March 30, 2011 -- Pharmacies can continue to make and sell inexpensive, generic versions of the premature birth drug Makena, the FDA said today.
KV Pharmaceuticals recently won FDA approval of its brand-name Makena (hydroxyprogesterone caproate), a synthetic form of the hormone progesterone. The drug is approved to lower the risk of some preterm births in women who have already had at least one previous preterm birth.
The approval seemed to be good news -- until KV announced that Makena would cost $1,500 a shot -- up from the $10 to $15 that compounding pharmacies charge.
After getting the approval, KV sent a letter to compounding pharmacies telling them that the FDA would enforce the company's exclusive right to make the drug.
"This is not correct," the FDA said today.
"In order to support access to this important drug, at this time and under this unique situation, FDA does not intend to take enforcement action against pharmacies that compound hydroxyprogesterone caproate based on a valid prescription for an individually identified patient unless the compounded products are unsafe, of substandard quality, or are not being compounded in accordance with appropriate standards for compounding sterile products," the FDA announced.
The FDA noted that KV's approval for Makena was based on research funded by the federal government.
The FDA approval -- under the Orphan Drug Act -- granted KV the exclusive right to sell Makena for seven years. The intent of the law is to give manufacturers a financial incentive to make important drugs for which there is only a small market.
For years, compounding pharmacies have made their own versions of synthetic progestin, commonly under the generic name 17P. Because it is a sterile injectable drug, the FDA felt that an approved product, made under FDA guidelines, would provide "greater assurance of safety."
On March 8, KV announced that it had launched a patient assistance program to make Makena available to women who cannot afford the drug:
- Uninsured women with annual household incomes under $60,000 would get the drug at no cost.
- Uninsured women with annual household incomes of $60,00 to $100,000 would get the drug at a cost comparable to the average copay assigned by insurance companies.
- Insured women with annual household incomes up to $100,000 who apply for assistance will get Makena at a copay cost of $20 or less per injection.
KV Pharmaceuticals sells Makena through its branded marketing subsidiary, Ther-Rx Corp.
-.-.-
REQUIRED TASKS.
(A) Rewrite the Makena article between "On March 8, KV" and "at no cost.", inclusive, replacing "patient assistance program" with "financial aid program".
(B) For each statement, say whether the Makena article supports it and quote the deciding words: (i) KV said Makena would cost $1,500 a shot; (ii) the approval under the Orphan Drug Act gave KV the exclusive right to sell Makena for ten years; (iii) the FDA noted that KV's approval rested on research funded by the federal government.
-.-.-
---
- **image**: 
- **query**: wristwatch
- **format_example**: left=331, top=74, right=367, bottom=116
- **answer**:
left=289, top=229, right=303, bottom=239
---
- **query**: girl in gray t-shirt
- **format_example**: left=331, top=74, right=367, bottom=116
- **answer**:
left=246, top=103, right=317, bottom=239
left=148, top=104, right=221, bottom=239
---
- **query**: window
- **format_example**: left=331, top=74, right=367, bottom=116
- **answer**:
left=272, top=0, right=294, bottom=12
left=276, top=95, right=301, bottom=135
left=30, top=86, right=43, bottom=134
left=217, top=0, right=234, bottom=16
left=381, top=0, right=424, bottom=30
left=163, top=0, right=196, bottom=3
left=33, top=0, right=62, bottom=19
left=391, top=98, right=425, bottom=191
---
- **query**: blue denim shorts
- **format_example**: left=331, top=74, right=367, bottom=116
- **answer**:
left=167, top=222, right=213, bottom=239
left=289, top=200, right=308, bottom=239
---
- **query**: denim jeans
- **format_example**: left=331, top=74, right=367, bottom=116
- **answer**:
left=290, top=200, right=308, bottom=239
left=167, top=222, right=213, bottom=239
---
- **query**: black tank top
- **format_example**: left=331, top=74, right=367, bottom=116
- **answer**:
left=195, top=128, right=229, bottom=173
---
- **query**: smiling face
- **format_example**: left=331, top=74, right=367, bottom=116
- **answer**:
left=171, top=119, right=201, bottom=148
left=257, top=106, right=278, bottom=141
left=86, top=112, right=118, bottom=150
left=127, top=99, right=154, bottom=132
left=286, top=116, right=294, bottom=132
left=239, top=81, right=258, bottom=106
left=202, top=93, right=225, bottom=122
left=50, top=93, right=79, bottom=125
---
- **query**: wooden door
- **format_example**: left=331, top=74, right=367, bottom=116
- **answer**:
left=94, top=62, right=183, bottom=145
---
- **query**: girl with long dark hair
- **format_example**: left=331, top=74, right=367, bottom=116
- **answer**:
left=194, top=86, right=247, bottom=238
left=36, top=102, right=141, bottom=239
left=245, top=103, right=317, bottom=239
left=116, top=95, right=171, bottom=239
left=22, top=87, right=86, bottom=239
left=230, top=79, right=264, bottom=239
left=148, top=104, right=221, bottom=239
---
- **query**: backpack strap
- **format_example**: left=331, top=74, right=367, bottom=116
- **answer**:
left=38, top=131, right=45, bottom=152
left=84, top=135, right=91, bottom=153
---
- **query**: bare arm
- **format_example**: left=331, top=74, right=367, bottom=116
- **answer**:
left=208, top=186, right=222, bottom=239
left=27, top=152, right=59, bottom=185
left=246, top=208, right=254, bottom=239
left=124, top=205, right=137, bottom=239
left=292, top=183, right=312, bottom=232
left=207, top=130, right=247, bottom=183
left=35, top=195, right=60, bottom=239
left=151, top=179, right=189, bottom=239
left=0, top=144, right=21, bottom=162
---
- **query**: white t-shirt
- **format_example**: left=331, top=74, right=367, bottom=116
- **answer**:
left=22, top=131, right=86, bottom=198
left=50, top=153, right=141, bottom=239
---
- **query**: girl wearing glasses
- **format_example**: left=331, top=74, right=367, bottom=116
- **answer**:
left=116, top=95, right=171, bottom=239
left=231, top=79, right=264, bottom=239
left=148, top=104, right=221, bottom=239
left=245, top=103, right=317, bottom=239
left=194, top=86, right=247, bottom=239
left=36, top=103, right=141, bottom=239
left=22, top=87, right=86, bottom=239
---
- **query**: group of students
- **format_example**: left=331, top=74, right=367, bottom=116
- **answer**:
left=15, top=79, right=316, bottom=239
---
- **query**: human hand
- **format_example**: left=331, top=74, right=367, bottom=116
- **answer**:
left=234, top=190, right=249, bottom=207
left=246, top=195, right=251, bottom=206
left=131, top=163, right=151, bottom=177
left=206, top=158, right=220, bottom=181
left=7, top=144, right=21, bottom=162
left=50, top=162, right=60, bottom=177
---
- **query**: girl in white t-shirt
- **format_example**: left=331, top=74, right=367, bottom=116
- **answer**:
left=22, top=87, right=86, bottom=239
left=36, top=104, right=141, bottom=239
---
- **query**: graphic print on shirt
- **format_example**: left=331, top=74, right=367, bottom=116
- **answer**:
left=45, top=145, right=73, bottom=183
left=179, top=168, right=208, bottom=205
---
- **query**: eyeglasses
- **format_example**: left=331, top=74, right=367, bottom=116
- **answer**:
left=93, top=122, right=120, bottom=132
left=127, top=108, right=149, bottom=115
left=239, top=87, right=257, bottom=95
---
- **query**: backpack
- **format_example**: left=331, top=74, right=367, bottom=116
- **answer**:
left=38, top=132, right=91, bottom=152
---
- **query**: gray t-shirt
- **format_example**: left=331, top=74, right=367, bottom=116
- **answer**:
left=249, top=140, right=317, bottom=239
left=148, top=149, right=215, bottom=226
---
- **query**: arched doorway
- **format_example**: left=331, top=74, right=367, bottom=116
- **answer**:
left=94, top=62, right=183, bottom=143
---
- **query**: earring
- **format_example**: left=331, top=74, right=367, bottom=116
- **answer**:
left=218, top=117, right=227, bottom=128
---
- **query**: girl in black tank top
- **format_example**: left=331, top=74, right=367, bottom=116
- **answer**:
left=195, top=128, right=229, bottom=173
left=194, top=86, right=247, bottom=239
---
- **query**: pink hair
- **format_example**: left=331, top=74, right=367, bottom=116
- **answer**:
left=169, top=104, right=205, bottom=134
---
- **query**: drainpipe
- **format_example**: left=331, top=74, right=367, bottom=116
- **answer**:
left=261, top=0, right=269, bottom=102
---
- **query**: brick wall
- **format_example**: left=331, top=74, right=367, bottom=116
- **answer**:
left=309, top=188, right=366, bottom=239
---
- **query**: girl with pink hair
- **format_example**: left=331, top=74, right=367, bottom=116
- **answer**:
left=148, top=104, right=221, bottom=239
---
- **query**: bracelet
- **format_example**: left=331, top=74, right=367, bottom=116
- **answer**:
-.-.-
EXERCISE RESULTS.
(A)
On March 8, KV announced that it had launched a financial aid program to make Makena available to women who cannot afford the drug:
- Uninsured women with annual household incomes under $60,000 would get the drug at no cost.

(B)
(i) Yes: "KV announced that Makena would cost $1,500 a shot"
(ii) No: "granted KV the exclusive right to sell Makena for seven years"
(iii) Yes: "KV's approval for Makena was based on research funded by the federal government"